# Supplied passage:

Andrew William Mellon

American businessman Andrew William Mellon (1855-1937) crowned a highly successful entrepreneurial career with over a decade of service as U.S. secretary of the Treasury.

Andrew Mellon was born on March 24, 1855, in Pittsburgh, Pa. Unlike most members of the industrial elite of his generation, Mellon attended college, although he withdrew shortly before graduation.

In 1882 Mellon became the owner and manager of the family banking firm, T. Mellon & Sons. A few years later he provided financial assistance for the enterprise which would become the Aluminum Company of America, and this concern was controlled by the Mellon family. He began to invest in the oil industry in the 1890s and was one of those who organized the Gulf Oil Corporation in 1901. Mellon invested in a variety of other industrial firms and became a director of many of them. In 1902, when the family private banking house was converted into a commercial bank, the Mellon National Bank of Pittsburgh, he was designated president. As a result of these endeavors, Mellon (gifted with an extraordinary ability to pick winners) achieved great wealth and was "one of the richest men in America."

Mellon dabbled in Republican politics in Pennsylvania, was acquainted with such political notables as Matthew S. Quay, Boies Penrose, and Philander C. Knox, and was a major financial contributor to his party. As a result of these associations plus behind-the-scenes activities, Mellon was appointed secretary of the Treasury by President Warren G. Harding. Partly because of his talent and partly because of the primacy of economic matters during the 1920s, Mellon became the most influential member of the Cabinet under both Harding and his successor, Calvin Coolidge. He was popularly referred to as the "greatest secretary of the Treasury since Alexander Hamilton."

Mellon was a political conservative, and his policies, particularly his opposition to progressive taxation, reflected this. Despite criticism by a minority of citizens, under Mellon's guidance the burden of taxation on those of above-average income was drastically reduced but that on the bulk of the taxpayers was lowered to a much lesser extent. Some of his tax policies benefited Mellon personally and his companies as well; this was true of both the law and the administrative rulings. As one critic said, "The Mellon tax policy, placing its emphasis on relief for millionaires rather than for consumers, made the maldistribution of income and oversaving even worse."

Mellon continued as secretary of the Treasury under President Herbert Hoover. Mellon interpreted the Great Depression of 1929 as a natural phenomenon and favored deflation; he was critical of public works and pursued a traditional policy of economy. In early 1930 Mellon observed, "I see nothing in the present situation that is either menacing or warrants pessimism." However, a combination of criticism of his tax policy and the Depression itself eventuated in his resignation. Hoover persuaded him to accept an appointment as ambassador to Great Britain in 1932.

Mellon returned to private life with the end of the Republican era in the White House and devoted himself to philanthropy. His superlative art collection was donated to the Federal government in 1937 and constituted the foundation of the National Gallery of Art in Washington, D.C.

# Written task a:
Print the pointer-test entry that comes next, line for line, leaving out the picture.
The entries are unrelated to the Mellon biography.

# Supplied records:
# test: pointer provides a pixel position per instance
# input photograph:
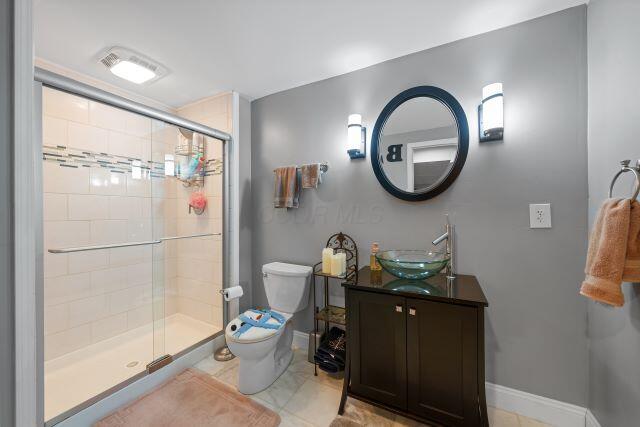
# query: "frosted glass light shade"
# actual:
(354, 132)
(492, 109)
(133, 72)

# Written task b:
Output the Mellon biography word for word, everything from "Mellon continued as" down to "Britain in 1932.".

# Exercise solution a:
# test: pointer provides a pixel position per instance
# input photograph:
# query: "frosted glass light shade"
# actual:
(354, 132)
(492, 109)
(133, 72)

# Exercise solution b:
Mellon continued as secretary of the Treasury under President Herbert Hoover. Mellon interpreted the Great Depression of 1929 as a natural phenomenon and favored deflation; he was critical of public works and pursued a traditional policy of economy. In early 1930 Mellon observed, "I see nothing in the present situation that is either menacing or warrants pessimism." However, a combination of criticism of his tax policy and the Depression itself eventuated in his resignation. Hoover persuaded him to accept an appointment as ambassador to Great Britain in 1932.